Find the line that contains "Where can the pendant". Output it and every line after it to the end of the records, exactly as they appear.

◆ A block of data ◆

* Begin *

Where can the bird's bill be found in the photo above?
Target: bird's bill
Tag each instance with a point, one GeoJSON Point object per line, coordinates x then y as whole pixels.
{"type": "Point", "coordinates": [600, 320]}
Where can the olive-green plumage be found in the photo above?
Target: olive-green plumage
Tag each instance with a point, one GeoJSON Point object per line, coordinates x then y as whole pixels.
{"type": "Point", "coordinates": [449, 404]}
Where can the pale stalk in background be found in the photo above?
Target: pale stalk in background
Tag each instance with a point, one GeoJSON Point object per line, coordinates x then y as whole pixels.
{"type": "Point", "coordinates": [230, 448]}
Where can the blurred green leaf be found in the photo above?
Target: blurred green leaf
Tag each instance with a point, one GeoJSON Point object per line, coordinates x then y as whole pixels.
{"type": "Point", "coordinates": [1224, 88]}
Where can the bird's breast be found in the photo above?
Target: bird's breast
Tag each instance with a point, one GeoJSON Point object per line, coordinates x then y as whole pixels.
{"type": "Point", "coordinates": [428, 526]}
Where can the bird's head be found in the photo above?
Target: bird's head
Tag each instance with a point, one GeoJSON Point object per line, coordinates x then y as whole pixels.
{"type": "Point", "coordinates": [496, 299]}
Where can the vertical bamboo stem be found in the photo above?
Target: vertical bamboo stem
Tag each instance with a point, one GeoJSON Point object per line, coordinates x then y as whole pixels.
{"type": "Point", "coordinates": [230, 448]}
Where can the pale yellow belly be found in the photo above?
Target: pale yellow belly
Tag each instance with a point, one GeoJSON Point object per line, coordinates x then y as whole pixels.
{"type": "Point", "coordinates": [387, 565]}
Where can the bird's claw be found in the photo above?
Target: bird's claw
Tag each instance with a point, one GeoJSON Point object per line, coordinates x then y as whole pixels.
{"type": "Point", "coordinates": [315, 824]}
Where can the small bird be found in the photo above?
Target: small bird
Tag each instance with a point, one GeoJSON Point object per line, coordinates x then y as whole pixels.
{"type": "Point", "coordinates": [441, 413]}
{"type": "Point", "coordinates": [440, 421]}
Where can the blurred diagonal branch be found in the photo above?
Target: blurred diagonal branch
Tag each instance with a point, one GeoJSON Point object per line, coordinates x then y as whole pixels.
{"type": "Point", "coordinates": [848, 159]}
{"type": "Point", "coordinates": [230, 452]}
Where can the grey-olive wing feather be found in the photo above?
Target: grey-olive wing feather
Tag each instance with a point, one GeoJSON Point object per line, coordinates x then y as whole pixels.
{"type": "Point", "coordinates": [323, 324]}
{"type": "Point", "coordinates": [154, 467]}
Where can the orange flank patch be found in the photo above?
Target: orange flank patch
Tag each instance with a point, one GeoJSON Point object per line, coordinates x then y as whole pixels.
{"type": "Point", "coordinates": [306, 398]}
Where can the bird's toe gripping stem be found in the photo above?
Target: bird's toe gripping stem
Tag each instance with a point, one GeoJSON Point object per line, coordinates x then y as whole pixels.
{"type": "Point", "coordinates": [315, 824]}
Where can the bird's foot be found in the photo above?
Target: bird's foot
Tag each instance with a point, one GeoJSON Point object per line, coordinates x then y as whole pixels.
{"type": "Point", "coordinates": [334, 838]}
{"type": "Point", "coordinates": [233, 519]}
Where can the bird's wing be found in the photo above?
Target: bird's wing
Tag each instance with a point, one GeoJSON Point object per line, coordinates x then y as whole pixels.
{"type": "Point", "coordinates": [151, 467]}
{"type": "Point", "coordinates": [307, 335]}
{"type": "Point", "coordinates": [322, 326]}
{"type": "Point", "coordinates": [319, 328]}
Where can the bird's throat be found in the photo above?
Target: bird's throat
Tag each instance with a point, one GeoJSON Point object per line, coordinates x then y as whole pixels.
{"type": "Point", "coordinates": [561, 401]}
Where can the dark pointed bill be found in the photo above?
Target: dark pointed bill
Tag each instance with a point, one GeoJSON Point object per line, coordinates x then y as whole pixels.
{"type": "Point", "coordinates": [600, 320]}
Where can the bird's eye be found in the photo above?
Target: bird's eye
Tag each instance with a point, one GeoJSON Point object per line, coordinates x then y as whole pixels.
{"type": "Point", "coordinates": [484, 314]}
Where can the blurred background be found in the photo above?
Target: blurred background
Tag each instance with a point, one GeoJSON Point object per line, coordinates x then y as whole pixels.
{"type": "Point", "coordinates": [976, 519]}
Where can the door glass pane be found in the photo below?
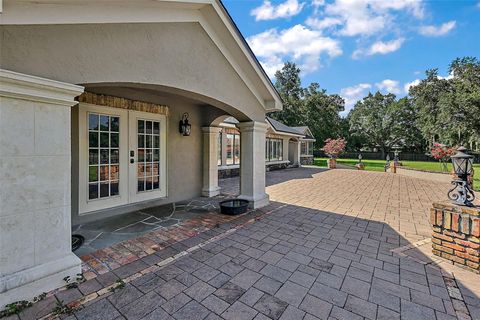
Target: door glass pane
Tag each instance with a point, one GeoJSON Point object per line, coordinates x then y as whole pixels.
{"type": "Point", "coordinates": [93, 139]}
{"type": "Point", "coordinates": [114, 124]}
{"type": "Point", "coordinates": [93, 156]}
{"type": "Point", "coordinates": [103, 155]}
{"type": "Point", "coordinates": [237, 149]}
{"type": "Point", "coordinates": [104, 123]}
{"type": "Point", "coordinates": [104, 189]}
{"type": "Point", "coordinates": [92, 173]}
{"type": "Point", "coordinates": [229, 149]}
{"type": "Point", "coordinates": [104, 140]}
{"type": "Point", "coordinates": [148, 155]}
{"type": "Point", "coordinates": [114, 156]}
{"type": "Point", "coordinates": [93, 121]}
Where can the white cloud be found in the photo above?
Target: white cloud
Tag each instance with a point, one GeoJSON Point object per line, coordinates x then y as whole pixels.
{"type": "Point", "coordinates": [450, 76]}
{"type": "Point", "coordinates": [388, 85]}
{"type": "Point", "coordinates": [379, 47]}
{"type": "Point", "coordinates": [267, 11]}
{"type": "Point", "coordinates": [320, 24]}
{"type": "Point", "coordinates": [408, 85]}
{"type": "Point", "coordinates": [298, 43]}
{"type": "Point", "coordinates": [365, 17]}
{"type": "Point", "coordinates": [353, 94]}
{"type": "Point", "coordinates": [437, 31]}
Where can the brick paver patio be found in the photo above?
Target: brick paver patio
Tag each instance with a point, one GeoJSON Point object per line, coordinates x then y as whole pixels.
{"type": "Point", "coordinates": [337, 244]}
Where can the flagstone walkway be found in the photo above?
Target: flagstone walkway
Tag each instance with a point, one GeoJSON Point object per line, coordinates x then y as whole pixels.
{"type": "Point", "coordinates": [338, 244]}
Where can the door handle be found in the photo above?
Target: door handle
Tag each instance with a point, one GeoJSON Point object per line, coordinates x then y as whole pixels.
{"type": "Point", "coordinates": [132, 156]}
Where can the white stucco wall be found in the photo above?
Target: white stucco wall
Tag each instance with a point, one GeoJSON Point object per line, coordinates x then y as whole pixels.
{"type": "Point", "coordinates": [35, 243]}
{"type": "Point", "coordinates": [168, 56]}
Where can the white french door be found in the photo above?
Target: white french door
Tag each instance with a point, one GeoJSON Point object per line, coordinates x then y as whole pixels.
{"type": "Point", "coordinates": [147, 169]}
{"type": "Point", "coordinates": [122, 157]}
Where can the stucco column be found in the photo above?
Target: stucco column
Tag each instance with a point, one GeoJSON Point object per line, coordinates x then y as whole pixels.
{"type": "Point", "coordinates": [252, 164]}
{"type": "Point", "coordinates": [35, 188]}
{"type": "Point", "coordinates": [210, 166]}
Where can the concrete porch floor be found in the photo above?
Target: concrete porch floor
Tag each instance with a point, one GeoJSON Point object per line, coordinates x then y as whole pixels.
{"type": "Point", "coordinates": [109, 231]}
{"type": "Point", "coordinates": [337, 244]}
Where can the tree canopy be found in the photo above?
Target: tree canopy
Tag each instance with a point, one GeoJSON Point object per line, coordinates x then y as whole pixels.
{"type": "Point", "coordinates": [310, 106]}
{"type": "Point", "coordinates": [437, 110]}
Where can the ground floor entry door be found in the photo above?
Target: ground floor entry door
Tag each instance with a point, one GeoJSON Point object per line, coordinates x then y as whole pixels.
{"type": "Point", "coordinates": [122, 157]}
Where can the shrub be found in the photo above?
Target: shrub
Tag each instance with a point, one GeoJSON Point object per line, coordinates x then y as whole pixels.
{"type": "Point", "coordinates": [334, 147]}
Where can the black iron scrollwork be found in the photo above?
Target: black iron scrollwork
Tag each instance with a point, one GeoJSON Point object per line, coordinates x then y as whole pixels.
{"type": "Point", "coordinates": [461, 193]}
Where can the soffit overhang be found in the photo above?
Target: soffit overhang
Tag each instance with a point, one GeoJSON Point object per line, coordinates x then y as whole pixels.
{"type": "Point", "coordinates": [210, 14]}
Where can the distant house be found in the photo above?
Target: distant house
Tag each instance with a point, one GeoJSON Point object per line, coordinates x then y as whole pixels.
{"type": "Point", "coordinates": [283, 147]}
{"type": "Point", "coordinates": [306, 145]}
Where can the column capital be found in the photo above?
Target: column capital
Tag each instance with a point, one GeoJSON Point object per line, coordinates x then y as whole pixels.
{"type": "Point", "coordinates": [258, 126]}
{"type": "Point", "coordinates": [211, 129]}
{"type": "Point", "coordinates": [27, 87]}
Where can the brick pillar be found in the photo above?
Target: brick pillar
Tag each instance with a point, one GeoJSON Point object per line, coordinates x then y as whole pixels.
{"type": "Point", "coordinates": [456, 234]}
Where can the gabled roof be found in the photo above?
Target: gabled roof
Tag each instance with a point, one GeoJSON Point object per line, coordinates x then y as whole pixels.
{"type": "Point", "coordinates": [280, 127]}
{"type": "Point", "coordinates": [306, 132]}
{"type": "Point", "coordinates": [211, 15]}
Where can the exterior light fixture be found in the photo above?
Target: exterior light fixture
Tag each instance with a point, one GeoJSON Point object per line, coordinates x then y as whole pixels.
{"type": "Point", "coordinates": [462, 193]}
{"type": "Point", "coordinates": [184, 127]}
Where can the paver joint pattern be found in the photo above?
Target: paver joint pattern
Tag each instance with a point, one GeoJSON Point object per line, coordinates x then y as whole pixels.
{"type": "Point", "coordinates": [310, 254]}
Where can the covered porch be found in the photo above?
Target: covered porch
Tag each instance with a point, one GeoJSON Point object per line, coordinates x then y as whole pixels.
{"type": "Point", "coordinates": [99, 103]}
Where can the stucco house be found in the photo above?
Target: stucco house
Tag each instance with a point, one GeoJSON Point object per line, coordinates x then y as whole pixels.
{"type": "Point", "coordinates": [282, 147]}
{"type": "Point", "coordinates": [91, 96]}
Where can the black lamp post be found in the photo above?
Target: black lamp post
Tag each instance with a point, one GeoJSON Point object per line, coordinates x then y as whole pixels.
{"type": "Point", "coordinates": [462, 194]}
{"type": "Point", "coordinates": [184, 127]}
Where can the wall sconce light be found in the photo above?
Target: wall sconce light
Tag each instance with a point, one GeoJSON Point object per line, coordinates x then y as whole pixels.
{"type": "Point", "coordinates": [462, 194]}
{"type": "Point", "coordinates": [184, 127]}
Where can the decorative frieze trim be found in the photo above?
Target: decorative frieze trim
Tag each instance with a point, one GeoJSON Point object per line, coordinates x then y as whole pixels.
{"type": "Point", "coordinates": [122, 103]}
{"type": "Point", "coordinates": [27, 87]}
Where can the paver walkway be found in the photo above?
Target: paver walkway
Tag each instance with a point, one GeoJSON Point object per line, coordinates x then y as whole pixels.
{"type": "Point", "coordinates": [323, 249]}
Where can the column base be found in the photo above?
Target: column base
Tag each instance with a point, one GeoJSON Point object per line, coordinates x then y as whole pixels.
{"type": "Point", "coordinates": [210, 192]}
{"type": "Point", "coordinates": [257, 202]}
{"type": "Point", "coordinates": [26, 284]}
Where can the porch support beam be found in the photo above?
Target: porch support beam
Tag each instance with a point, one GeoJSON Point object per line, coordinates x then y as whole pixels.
{"type": "Point", "coordinates": [252, 164]}
{"type": "Point", "coordinates": [210, 165]}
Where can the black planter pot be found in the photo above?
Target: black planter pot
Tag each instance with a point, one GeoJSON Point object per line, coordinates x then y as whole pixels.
{"type": "Point", "coordinates": [234, 207]}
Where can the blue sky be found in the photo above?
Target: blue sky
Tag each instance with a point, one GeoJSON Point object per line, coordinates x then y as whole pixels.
{"type": "Point", "coordinates": [351, 47]}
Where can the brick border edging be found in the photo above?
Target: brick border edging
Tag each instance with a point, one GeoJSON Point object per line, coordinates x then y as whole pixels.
{"type": "Point", "coordinates": [162, 264]}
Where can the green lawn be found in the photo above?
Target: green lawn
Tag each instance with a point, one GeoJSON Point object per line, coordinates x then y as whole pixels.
{"type": "Point", "coordinates": [378, 165]}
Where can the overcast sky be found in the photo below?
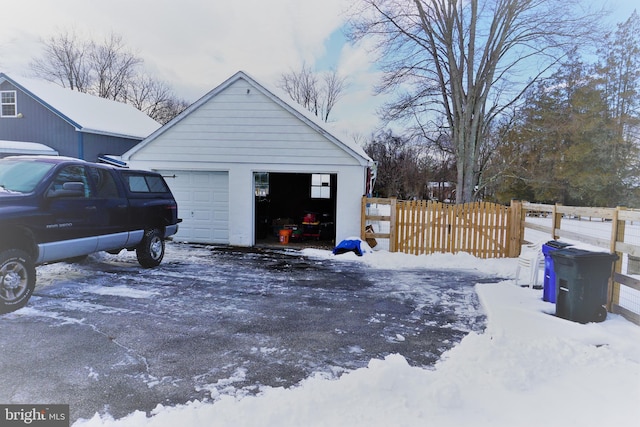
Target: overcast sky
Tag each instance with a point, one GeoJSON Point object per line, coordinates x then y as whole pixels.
{"type": "Point", "coordinates": [194, 45]}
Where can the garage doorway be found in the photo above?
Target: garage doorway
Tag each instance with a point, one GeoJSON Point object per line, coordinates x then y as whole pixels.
{"type": "Point", "coordinates": [304, 203]}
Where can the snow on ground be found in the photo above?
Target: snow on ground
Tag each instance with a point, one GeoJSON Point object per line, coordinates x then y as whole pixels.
{"type": "Point", "coordinates": [528, 368]}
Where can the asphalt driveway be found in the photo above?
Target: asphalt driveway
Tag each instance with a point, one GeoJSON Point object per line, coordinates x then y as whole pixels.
{"type": "Point", "coordinates": [107, 336]}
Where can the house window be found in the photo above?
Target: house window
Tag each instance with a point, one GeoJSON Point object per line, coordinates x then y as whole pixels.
{"type": "Point", "coordinates": [261, 180]}
{"type": "Point", "coordinates": [8, 103]}
{"type": "Point", "coordinates": [320, 186]}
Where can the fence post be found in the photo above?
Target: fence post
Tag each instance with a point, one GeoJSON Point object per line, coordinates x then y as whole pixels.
{"type": "Point", "coordinates": [393, 226]}
{"type": "Point", "coordinates": [515, 228]}
{"type": "Point", "coordinates": [617, 235]}
{"type": "Point", "coordinates": [363, 217]}
{"type": "Point", "coordinates": [556, 218]}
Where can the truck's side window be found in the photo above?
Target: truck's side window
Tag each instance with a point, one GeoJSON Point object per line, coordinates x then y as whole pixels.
{"type": "Point", "coordinates": [105, 184]}
{"type": "Point", "coordinates": [72, 173]}
{"type": "Point", "coordinates": [146, 184]}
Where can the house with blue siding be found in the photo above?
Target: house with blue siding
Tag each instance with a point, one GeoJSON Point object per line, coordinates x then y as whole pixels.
{"type": "Point", "coordinates": [72, 123]}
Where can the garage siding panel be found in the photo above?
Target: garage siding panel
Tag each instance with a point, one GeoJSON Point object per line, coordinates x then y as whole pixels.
{"type": "Point", "coordinates": [203, 205]}
{"type": "Point", "coordinates": [243, 125]}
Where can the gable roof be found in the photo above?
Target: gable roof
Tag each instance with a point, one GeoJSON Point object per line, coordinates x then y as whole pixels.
{"type": "Point", "coordinates": [87, 113]}
{"type": "Point", "coordinates": [351, 148]}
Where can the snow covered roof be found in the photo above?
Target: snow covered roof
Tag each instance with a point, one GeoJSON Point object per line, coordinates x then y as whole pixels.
{"type": "Point", "coordinates": [87, 113]}
{"type": "Point", "coordinates": [278, 97]}
{"type": "Point", "coordinates": [21, 147]}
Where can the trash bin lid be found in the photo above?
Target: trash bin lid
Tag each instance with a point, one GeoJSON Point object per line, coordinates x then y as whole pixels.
{"type": "Point", "coordinates": [582, 255]}
{"type": "Point", "coordinates": [557, 244]}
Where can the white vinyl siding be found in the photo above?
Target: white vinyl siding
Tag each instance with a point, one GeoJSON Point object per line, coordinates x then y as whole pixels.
{"type": "Point", "coordinates": [203, 205]}
{"type": "Point", "coordinates": [240, 127]}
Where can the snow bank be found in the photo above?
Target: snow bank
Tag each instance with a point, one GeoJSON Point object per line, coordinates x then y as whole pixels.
{"type": "Point", "coordinates": [528, 368]}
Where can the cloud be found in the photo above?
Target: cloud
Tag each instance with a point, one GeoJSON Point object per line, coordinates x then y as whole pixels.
{"type": "Point", "coordinates": [194, 45]}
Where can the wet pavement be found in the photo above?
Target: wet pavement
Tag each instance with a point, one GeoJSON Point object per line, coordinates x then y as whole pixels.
{"type": "Point", "coordinates": [108, 336]}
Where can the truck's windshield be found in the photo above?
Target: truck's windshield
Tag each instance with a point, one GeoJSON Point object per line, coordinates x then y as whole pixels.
{"type": "Point", "coordinates": [21, 176]}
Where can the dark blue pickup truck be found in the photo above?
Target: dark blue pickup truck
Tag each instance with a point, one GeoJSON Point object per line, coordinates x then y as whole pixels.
{"type": "Point", "coordinates": [56, 209]}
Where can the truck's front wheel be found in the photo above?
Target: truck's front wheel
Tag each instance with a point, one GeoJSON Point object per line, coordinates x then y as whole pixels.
{"type": "Point", "coordinates": [151, 250]}
{"type": "Point", "coordinates": [17, 279]}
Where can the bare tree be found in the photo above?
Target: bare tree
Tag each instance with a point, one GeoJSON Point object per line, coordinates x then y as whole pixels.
{"type": "Point", "coordinates": [114, 68]}
{"type": "Point", "coordinates": [457, 58]}
{"type": "Point", "coordinates": [155, 98]}
{"type": "Point", "coordinates": [65, 62]}
{"type": "Point", "coordinates": [317, 93]}
{"type": "Point", "coordinates": [108, 70]}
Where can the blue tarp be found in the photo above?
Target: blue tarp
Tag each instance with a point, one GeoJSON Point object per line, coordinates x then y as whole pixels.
{"type": "Point", "coordinates": [352, 245]}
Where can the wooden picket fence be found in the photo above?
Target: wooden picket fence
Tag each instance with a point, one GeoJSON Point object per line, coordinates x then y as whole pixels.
{"type": "Point", "coordinates": [485, 230]}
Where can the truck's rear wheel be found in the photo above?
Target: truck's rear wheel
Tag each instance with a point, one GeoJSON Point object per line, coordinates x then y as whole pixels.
{"type": "Point", "coordinates": [17, 279]}
{"type": "Point", "coordinates": [151, 250]}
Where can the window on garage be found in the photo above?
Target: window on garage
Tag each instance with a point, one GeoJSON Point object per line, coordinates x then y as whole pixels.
{"type": "Point", "coordinates": [8, 103]}
{"type": "Point", "coordinates": [320, 186]}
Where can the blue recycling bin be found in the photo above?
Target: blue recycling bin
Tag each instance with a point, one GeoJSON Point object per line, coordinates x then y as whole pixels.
{"type": "Point", "coordinates": [549, 283]}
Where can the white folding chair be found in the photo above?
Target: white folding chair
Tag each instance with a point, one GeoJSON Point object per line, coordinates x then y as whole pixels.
{"type": "Point", "coordinates": [531, 261]}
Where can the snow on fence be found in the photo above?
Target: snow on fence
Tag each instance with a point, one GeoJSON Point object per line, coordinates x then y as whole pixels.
{"type": "Point", "coordinates": [613, 229]}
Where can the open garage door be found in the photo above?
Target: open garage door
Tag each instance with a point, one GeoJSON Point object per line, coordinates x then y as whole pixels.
{"type": "Point", "coordinates": [303, 202]}
{"type": "Point", "coordinates": [203, 205]}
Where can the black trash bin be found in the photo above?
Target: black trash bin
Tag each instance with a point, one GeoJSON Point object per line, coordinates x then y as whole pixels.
{"type": "Point", "coordinates": [549, 283]}
{"type": "Point", "coordinates": [582, 279]}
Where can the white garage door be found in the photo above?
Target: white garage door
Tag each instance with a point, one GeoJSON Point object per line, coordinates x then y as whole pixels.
{"type": "Point", "coordinates": [203, 205]}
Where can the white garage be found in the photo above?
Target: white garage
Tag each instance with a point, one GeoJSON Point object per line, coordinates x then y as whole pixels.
{"type": "Point", "coordinates": [243, 163]}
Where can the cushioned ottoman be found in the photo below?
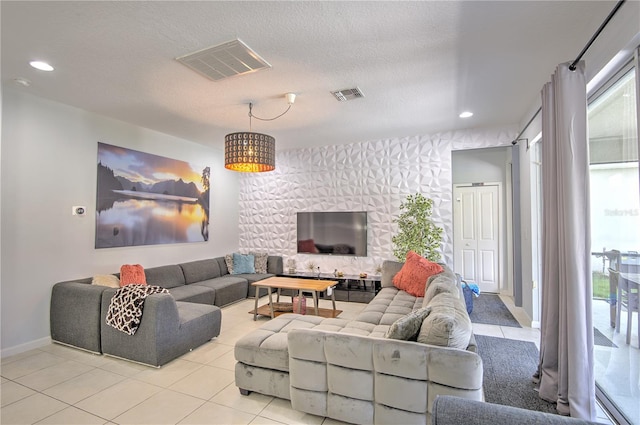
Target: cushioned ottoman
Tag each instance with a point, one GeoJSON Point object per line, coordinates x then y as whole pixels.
{"type": "Point", "coordinates": [263, 358]}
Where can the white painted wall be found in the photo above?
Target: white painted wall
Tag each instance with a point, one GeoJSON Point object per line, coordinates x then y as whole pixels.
{"type": "Point", "coordinates": [373, 176]}
{"type": "Point", "coordinates": [49, 156]}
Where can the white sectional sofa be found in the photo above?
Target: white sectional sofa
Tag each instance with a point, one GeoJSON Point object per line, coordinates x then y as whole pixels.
{"type": "Point", "coordinates": [348, 370]}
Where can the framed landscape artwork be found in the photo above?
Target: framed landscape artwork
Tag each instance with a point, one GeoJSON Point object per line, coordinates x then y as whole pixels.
{"type": "Point", "coordinates": [146, 199]}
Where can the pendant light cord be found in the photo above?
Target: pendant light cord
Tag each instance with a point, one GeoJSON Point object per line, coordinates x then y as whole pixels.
{"type": "Point", "coordinates": [265, 119]}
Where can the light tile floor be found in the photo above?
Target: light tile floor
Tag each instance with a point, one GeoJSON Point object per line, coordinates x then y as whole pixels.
{"type": "Point", "coordinates": [56, 384]}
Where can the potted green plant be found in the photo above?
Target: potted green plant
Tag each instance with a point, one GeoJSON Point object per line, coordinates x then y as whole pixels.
{"type": "Point", "coordinates": [416, 230]}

* End *

◆ ANSWER BELOW ◆
Where can the pendant light cord be found in the photo above?
Target: pendant light cord
Tag each instance with a point, one GeoJSON Point object per line, coordinates x then y as whole pixels.
{"type": "Point", "coordinates": [265, 119]}
Where can the light tile floor be found in the photo above?
Target: light tile floor
Tag each instance with a point, one GeoJSON Point object per line, coordinates x then y as whole pixels.
{"type": "Point", "coordinates": [56, 384]}
Where can the potted green plant be found in the photo above?
Target: potted green plant
Tag each instance with a point, one GeoJSON Point object per line, coordinates x then y as whole pixels.
{"type": "Point", "coordinates": [416, 230]}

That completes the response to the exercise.